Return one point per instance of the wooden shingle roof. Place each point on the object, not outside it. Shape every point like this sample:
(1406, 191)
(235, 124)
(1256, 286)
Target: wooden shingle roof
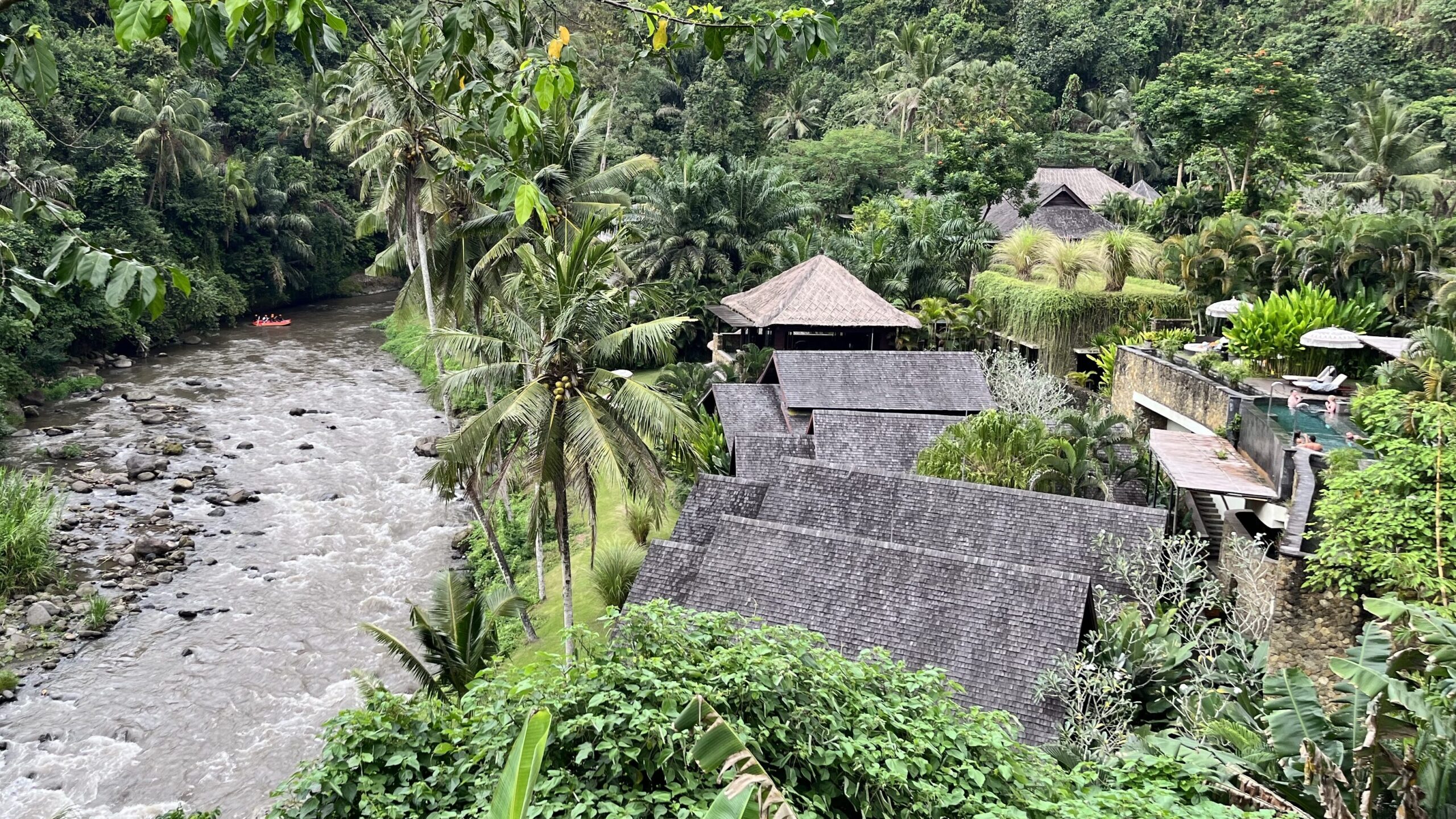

→ PROBLEM TO SOLVE
Retype the data above line for line, leaving out the picture.

→ RESPONSE
Return one point per instance of the wooden shingle roof. Place each point on the object, not outside it. Shape every point like this sample:
(1406, 191)
(235, 124)
(1256, 286)
Target: wooden shingle roof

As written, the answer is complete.